Reproduce the stretch of the post about the lost dog from "M called the" through "what to do.", word for word.

Text to read:
===

A friend of mine was telling me about his friend, M. In late December, there was raid by the sheriff's department at M neighbor's home (nothing to do with M whatsoever) but they gained access to the sides/ yard of the neighbor's house by 1) cutting the lock on M's gate and 2) opening, and leaving open, M's gate, which is leads to the driveway and yard. This is caught on surveillance video from M's house. Following the lock cutting and gate opening, M's dog is on seen on tape walking right outside the yard and wandering off. I watched the video myself, and this is exactly what happened.

M's dog is GONE and he and his family is devastated. M had NO idea that the sheriff was coming and had nothing to do with the raid. M was in the wrong, for sure, for having the dog outside unattended, but it is also unclear if they were home at the time with the door open, or if the dog was outside while they were gone. 

M called the sheriff, who, especially when confronted with the video, fully admitted that they let the dog out and they are responsible for it. So they asked M "how much he wants" for his dog. M was flabbergasted and said this is is PET who was 8 years old and he has raised this whole time. Sheriff said, "Oh well, we can give you a check for $500, but that's our limit." M is super upset and doesn't know what to do.

What would YOU do??

===

Material shown:
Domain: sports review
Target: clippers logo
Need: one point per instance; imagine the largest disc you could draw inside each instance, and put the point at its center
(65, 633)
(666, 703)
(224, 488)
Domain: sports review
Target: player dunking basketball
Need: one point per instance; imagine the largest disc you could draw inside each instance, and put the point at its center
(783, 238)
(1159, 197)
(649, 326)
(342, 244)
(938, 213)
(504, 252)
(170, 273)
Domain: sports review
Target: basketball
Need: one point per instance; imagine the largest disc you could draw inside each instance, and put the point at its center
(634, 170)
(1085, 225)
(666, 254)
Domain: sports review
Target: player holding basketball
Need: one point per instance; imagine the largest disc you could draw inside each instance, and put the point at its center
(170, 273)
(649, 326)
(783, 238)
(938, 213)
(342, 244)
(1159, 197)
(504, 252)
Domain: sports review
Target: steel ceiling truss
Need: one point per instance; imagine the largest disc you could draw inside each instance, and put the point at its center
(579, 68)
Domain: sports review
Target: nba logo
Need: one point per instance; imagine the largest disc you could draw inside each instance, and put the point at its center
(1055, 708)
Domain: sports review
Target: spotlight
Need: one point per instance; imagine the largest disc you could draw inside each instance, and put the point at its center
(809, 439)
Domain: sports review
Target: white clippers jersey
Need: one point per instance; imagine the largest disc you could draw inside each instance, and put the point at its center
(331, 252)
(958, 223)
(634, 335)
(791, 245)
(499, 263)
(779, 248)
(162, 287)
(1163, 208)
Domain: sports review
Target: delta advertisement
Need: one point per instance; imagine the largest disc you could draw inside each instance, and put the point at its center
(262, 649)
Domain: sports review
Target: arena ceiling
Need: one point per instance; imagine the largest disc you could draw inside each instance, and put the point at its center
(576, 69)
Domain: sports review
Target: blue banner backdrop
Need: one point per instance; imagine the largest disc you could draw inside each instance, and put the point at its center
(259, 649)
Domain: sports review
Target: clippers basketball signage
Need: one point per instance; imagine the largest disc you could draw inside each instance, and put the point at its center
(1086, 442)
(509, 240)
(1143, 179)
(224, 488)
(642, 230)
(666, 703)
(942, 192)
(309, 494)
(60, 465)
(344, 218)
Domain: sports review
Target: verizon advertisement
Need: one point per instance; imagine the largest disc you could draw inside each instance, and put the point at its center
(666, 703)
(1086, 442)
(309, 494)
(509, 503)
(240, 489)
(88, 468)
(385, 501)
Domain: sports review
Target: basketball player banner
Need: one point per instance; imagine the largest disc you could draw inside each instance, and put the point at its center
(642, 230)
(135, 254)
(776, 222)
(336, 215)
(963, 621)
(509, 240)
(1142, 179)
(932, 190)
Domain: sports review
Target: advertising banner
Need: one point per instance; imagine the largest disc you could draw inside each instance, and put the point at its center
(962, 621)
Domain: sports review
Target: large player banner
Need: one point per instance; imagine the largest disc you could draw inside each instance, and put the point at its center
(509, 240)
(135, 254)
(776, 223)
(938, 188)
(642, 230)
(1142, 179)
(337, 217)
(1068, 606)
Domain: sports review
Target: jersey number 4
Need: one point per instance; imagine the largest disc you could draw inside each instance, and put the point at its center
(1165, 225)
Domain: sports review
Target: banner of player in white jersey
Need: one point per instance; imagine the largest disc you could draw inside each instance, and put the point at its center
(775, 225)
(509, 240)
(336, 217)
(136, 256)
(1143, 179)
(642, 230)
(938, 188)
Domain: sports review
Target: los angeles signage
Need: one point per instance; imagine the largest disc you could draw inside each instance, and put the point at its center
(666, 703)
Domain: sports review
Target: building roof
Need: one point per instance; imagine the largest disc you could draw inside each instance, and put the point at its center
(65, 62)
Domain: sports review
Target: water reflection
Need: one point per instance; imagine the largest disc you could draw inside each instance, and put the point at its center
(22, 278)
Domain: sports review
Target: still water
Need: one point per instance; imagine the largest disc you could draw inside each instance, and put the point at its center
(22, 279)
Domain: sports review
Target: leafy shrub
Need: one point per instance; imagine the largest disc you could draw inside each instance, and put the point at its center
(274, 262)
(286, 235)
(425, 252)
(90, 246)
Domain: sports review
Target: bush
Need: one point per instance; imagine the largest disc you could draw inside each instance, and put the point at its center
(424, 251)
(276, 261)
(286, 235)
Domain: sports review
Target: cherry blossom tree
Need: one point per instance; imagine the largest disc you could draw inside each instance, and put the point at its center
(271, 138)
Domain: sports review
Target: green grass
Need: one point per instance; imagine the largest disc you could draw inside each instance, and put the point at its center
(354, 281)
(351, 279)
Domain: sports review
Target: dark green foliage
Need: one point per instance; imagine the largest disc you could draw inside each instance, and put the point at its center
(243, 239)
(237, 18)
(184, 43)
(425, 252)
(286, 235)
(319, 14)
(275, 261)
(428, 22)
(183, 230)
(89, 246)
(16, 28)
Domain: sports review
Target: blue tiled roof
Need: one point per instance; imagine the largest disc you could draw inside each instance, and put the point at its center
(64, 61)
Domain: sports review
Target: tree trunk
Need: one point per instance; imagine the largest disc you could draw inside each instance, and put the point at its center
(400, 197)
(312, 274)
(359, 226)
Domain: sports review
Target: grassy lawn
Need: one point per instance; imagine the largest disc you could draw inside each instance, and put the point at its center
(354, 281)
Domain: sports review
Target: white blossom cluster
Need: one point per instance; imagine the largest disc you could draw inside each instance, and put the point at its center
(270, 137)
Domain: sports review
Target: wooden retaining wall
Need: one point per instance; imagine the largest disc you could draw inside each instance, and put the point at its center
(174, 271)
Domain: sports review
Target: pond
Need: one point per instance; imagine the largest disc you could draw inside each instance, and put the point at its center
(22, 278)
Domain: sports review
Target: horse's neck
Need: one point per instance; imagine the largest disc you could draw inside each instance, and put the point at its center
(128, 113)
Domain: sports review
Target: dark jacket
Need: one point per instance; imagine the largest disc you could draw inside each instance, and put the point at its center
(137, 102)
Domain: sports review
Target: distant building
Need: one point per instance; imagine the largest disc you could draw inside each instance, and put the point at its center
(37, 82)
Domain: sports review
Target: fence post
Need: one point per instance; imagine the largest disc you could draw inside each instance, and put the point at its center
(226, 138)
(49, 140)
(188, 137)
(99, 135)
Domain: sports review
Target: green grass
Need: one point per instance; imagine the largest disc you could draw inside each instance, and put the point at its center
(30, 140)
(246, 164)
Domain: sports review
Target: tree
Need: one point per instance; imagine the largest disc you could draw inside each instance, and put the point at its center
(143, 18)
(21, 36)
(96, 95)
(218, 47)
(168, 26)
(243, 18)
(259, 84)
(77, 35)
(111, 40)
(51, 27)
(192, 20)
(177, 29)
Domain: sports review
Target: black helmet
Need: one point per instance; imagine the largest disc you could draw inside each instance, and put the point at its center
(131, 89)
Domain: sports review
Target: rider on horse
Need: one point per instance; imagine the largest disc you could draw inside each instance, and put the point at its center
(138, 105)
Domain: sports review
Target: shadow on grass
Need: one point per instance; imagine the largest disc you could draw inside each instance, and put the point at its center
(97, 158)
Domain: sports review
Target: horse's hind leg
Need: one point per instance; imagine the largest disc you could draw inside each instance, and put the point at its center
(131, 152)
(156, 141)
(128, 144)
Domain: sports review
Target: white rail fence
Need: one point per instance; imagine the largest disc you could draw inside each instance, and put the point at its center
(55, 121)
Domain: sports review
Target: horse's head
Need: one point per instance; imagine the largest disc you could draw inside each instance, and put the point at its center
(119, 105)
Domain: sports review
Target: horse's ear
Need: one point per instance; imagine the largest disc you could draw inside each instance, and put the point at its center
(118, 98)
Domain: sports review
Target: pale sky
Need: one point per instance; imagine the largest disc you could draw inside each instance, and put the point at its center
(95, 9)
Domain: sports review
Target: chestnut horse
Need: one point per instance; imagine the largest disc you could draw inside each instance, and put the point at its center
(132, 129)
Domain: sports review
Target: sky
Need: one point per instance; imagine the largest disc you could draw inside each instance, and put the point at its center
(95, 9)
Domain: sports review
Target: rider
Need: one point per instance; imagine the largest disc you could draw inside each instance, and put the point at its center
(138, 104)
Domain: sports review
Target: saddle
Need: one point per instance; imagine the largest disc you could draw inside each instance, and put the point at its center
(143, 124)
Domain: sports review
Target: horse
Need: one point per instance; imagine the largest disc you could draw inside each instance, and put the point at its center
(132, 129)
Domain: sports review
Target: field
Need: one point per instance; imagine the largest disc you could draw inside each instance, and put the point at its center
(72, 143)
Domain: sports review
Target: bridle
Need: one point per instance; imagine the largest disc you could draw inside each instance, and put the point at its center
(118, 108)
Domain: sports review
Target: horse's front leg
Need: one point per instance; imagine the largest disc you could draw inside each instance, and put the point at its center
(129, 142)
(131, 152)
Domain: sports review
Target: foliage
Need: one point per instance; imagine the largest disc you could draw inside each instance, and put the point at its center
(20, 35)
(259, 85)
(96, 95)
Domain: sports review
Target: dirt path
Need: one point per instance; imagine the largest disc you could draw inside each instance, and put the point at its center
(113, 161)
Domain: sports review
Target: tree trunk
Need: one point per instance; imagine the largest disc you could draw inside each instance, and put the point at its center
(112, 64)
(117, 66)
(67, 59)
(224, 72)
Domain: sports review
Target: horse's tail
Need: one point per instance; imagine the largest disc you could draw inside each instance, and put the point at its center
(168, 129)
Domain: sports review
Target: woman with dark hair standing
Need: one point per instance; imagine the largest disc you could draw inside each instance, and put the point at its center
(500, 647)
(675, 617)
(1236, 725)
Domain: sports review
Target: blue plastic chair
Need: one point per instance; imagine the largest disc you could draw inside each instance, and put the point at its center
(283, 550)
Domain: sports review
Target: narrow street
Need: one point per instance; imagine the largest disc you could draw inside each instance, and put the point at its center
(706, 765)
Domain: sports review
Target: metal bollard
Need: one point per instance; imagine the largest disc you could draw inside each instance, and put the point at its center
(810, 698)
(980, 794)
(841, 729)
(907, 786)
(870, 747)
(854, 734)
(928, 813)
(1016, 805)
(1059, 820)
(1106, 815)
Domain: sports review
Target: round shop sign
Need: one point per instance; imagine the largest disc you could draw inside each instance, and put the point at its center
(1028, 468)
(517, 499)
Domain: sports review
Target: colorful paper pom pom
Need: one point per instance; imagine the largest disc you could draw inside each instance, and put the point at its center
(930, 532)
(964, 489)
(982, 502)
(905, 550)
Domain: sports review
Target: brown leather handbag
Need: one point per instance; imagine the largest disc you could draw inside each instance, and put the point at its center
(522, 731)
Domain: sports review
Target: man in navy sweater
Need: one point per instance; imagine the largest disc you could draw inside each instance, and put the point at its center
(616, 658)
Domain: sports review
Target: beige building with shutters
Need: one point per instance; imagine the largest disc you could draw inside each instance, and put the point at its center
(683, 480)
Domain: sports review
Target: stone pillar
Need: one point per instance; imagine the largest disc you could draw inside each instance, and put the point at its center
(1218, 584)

===

Solution for this task:
M called the sheriff, who, especially when confronted with the video, fully admitted that they let the dog out and they are responsible for it. So they asked M "how much he wants" for his dog. M was flabbergasted and said this is is PET who was 8 years old and he has raised this whole time. Sheriff said, "Oh well, we can give you a check for $500, but that's our limit." M is super upset and doesn't know what to do.